◆ Work item
Return the passage of the settlement article between "A lawsuit filed" and "care of Beauford.", inclusive, copied exactly.

Mesa County settles for $2 million after intellectually impaired man dies in police custody

A lawsuit filed two years after an intellectually impaired man died in Mesa County while in police custody in 2014 has been settled for $2 million. 

Tomas Beauford, 27, lived at a group home for impaired individuals with intellectual disabilities in Grand Junction. According to the lawsuit filed by his family in 2016, Beauford had an IQ of approximately 52 — the intelligence level of a child. 

He was arrested by the Mesa County Sheriff’s Office for a minor assault after becoming agitated one day at the group home, the lawsuit states. The complaint states the Mesa County Detention Center, which is operated by the sheriff’s office, took inadequate care of Beauford. 

He died of a seizure after not taking his epilepsy medication. 

According to the Killmer, Lane & Newman law firm, Beauford had severe epilepsy and needed to take medication to keep him alive. The firm said Beauford was treated like other inmates who don’t have disabilities. Beauford often refused to take his meds.

Defense attorney David Lane said in a statement that guards recognized that someone with Beauford’s handicap should not be in a position to refuse critical meds. 

“[They] would bribe him with soft drinks and food to take his meds,” Lane said in a statement. “He would generally respond and take them.” 

But most often, if he refused his meds, it was brushed off and nothing more would be done by jail staff or medical providers, the firm said. 

“This horrible failure to acknowledge Tomas’s disability coupled with the shocking neglect he suffered in the jail has led to this $2 million settlement,” Lane said in a statement. “... Tomas’s family hopes that this settlement will send a message to jails everywhere that they must treat disabled inmates as human beings.” 

The private health care provider at the jail, Correctional Health Care Companies, Inc., paid $400,000 in the settlement, and the county paid $1.6 million.

The sheriff’s office said it plans to provide annual training for staff on inmate refusal of medications, how to handle intellectually impaired inmates, and recognizing and treating seizures. They’ve also agreed to put a plaque in Beauford’s memory in an entryway at the jail for staff to see daily, the settlement states.

Mesa County Sheriff Todd Rowell in a letter addressed to Beauford’s mother, Tiffany Marsh, offered condolences on behalf of the department.

“I apologize to you and your family that your son, Tomas, died in our custody and care,” the letter reads. “... We take our responsibilities seriously, and while it may be difficult to find any positive from the loss of a loved one, please know we have examined and will continue to look for ways to improve ourselves, our policies and procedures, to make sure that all life is respected and cared for to the best of our ability.”

◆ Supplied information

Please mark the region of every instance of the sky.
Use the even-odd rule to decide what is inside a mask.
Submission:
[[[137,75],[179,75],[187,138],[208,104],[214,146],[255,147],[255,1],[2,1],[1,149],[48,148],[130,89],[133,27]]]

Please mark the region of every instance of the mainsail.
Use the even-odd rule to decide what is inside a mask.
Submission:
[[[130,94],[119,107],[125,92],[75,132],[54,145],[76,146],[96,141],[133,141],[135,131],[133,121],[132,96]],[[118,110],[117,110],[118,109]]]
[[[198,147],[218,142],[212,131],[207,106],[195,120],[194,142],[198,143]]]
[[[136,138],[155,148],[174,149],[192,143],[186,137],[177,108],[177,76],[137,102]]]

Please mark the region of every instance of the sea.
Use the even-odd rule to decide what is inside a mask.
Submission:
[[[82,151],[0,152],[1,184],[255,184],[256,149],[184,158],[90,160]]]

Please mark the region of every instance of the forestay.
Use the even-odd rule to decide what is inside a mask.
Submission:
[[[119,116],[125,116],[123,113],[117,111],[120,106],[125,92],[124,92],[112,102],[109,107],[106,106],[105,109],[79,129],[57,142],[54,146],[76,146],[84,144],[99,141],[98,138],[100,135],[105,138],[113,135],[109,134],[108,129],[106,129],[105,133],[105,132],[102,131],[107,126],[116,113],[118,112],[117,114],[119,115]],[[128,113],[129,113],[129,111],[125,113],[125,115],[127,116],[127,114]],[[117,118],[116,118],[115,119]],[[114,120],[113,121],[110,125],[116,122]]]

◆ Result
A lawsuit filed two years after an intellectually impaired man died in Mesa County while in police custody in 2014 has been settled for $2 million. 

Tomas Beauford, 27, lived at a group home for impaired individuals with intellectual disabilities in Grand Junction. According to the lawsuit filed by his family in 2016, Beauford had an IQ of approximately 52 — the intelligence level of a child. 

He was arrested by the Mesa County Sheriff’s Office for a minor assault after becoming agitated one day at the group home, the lawsuit states. The complaint states the Mesa County Detention Center, which is operated by the sheriff’s office, took inadequate care of Beauford.